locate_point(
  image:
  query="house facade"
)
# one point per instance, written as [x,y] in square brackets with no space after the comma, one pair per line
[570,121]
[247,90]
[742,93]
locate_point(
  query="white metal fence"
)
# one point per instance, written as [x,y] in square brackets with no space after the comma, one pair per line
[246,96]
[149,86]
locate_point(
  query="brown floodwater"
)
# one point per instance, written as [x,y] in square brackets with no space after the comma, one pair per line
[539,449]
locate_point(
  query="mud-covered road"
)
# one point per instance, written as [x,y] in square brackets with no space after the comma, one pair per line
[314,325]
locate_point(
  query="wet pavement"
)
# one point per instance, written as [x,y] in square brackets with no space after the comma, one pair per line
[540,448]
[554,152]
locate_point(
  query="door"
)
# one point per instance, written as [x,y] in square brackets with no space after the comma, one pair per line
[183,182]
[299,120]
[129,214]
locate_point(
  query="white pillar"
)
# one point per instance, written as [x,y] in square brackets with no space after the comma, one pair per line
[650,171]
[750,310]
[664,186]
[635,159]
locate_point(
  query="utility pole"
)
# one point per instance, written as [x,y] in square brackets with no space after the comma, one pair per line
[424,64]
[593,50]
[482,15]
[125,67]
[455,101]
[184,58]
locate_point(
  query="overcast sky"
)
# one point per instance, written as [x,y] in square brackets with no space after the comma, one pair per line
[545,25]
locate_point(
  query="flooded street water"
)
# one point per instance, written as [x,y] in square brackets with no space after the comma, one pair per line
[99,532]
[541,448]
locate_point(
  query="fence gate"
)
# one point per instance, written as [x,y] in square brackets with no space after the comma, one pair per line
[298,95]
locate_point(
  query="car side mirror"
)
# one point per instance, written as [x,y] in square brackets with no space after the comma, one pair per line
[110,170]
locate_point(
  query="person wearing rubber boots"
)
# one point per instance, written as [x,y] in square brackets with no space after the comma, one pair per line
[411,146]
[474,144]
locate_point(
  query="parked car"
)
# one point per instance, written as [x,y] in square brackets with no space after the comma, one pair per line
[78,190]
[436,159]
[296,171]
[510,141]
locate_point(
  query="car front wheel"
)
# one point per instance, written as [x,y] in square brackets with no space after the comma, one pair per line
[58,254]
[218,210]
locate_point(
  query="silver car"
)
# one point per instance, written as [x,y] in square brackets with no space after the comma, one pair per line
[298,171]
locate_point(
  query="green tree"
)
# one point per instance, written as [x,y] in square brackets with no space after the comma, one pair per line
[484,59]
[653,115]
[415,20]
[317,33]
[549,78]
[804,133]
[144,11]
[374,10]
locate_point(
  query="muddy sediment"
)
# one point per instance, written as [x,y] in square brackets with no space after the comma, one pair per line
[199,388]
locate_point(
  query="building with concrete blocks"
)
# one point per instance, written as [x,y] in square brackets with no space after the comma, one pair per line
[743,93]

§ **Directions**
Search the preceding listing for the word "white" and pull out every line that holds it.

§ **Task output**
  query="white metal fence"
  query="white pillar"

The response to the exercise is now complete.